● Referring expression pointing data
==========

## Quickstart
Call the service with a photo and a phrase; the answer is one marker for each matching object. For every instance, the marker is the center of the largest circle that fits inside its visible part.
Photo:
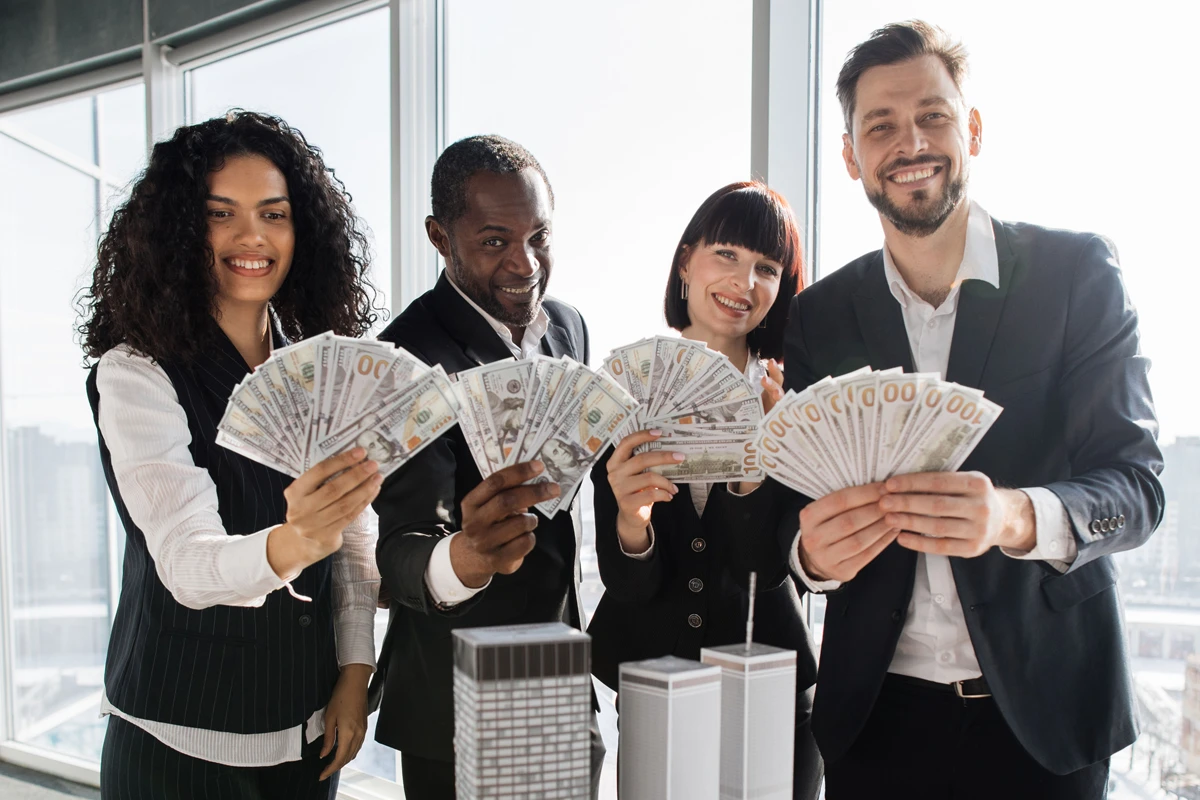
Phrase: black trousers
(426, 779)
(934, 745)
(135, 765)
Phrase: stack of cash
(330, 394)
(706, 408)
(553, 410)
(868, 426)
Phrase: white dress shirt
(442, 581)
(174, 503)
(935, 643)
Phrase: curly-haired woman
(244, 638)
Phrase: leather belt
(969, 690)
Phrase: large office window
(63, 168)
(1080, 114)
(331, 84)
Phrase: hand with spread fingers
(772, 385)
(637, 489)
(844, 531)
(497, 524)
(346, 717)
(958, 513)
(321, 504)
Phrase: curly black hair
(463, 158)
(155, 284)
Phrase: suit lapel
(466, 325)
(981, 306)
(881, 320)
(557, 341)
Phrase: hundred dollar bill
(577, 440)
(897, 397)
(407, 425)
(505, 391)
(630, 366)
(239, 433)
(709, 459)
(961, 417)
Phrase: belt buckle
(958, 690)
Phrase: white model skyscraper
(757, 720)
(670, 729)
(522, 697)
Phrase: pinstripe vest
(220, 668)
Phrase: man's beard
(479, 293)
(928, 215)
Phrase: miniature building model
(757, 720)
(670, 729)
(522, 697)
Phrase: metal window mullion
(418, 136)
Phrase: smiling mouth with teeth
(730, 304)
(245, 264)
(916, 175)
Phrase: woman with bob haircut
(243, 642)
(676, 559)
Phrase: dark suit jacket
(1056, 346)
(420, 503)
(647, 603)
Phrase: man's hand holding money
(958, 513)
(844, 531)
(497, 525)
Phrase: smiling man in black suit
(456, 551)
(973, 644)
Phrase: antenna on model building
(754, 587)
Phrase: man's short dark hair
(893, 44)
(477, 154)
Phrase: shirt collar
(979, 258)
(534, 330)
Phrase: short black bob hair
(750, 215)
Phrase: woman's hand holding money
(321, 504)
(772, 385)
(497, 525)
(844, 531)
(636, 489)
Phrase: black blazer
(420, 503)
(693, 591)
(1056, 346)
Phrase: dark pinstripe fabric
(135, 765)
(221, 668)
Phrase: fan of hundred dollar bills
(329, 394)
(553, 410)
(868, 426)
(706, 408)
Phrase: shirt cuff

==========

Repeat the records above exactly. No pictures go into the repeat.

● Finished task
## Quickstart
Call the service with a photo and a phrase; the answer is one marker for each matching object. For every instance, the marker is the center of the largest circle that fits inside its visible part.
Photo:
Phrase: black trousers
(426, 779)
(934, 745)
(135, 765)
Phrase: stack of cash
(330, 394)
(706, 408)
(553, 410)
(868, 426)
Phrase: white dress shirt
(442, 581)
(174, 503)
(935, 643)
Phrase: curly-haired woman
(244, 638)
Phrase: leather belt
(969, 690)
Phrase: large office window
(63, 168)
(1080, 114)
(331, 84)
Phrase: hand with spread fingers
(772, 385)
(637, 489)
(844, 531)
(497, 524)
(346, 717)
(958, 513)
(321, 504)
Phrase: curly black hair
(463, 158)
(155, 284)
Phrase: suit lapel
(466, 325)
(981, 306)
(881, 320)
(557, 341)
Phrase: hundred dollar bill
(577, 440)
(897, 397)
(407, 425)
(505, 391)
(630, 366)
(239, 433)
(709, 459)
(961, 417)
Phrase: belt buckle
(958, 690)
Phrase: white model skyscraper
(757, 720)
(670, 729)
(522, 697)
Phrase: pinstripe vest
(220, 668)
Phrase: man's beard
(479, 293)
(928, 215)
Phrase: miniature building model
(757, 720)
(670, 729)
(522, 697)
Phrase: metal window mullion
(418, 136)
Phrase: smiling mouth with teeth
(730, 304)
(245, 264)
(916, 175)
Phrase: woman with bob haircut
(243, 642)
(676, 559)
Phrase: dark suit jacket
(1056, 346)
(420, 503)
(647, 603)
Phrase: man's hand holding money
(958, 513)
(844, 531)
(497, 525)
Phrase: smiling man in black suit
(456, 551)
(973, 644)
Phrase: antenna on model building
(754, 587)
Phrase: man's short dark hair
(893, 44)
(477, 154)
Phrase: shirt collar
(979, 258)
(534, 330)
Phrase: short black bob hair
(750, 215)
Phrase: woman's hand holding money
(321, 504)
(772, 385)
(497, 525)
(844, 531)
(636, 489)
Phrase: black blazer
(420, 503)
(693, 591)
(1056, 346)
Phrase: dark pinstripe fabric
(135, 765)
(221, 668)
Phrase: fan of hundred dollar bills
(329, 394)
(553, 410)
(868, 426)
(706, 408)
Phrase: shirt cuff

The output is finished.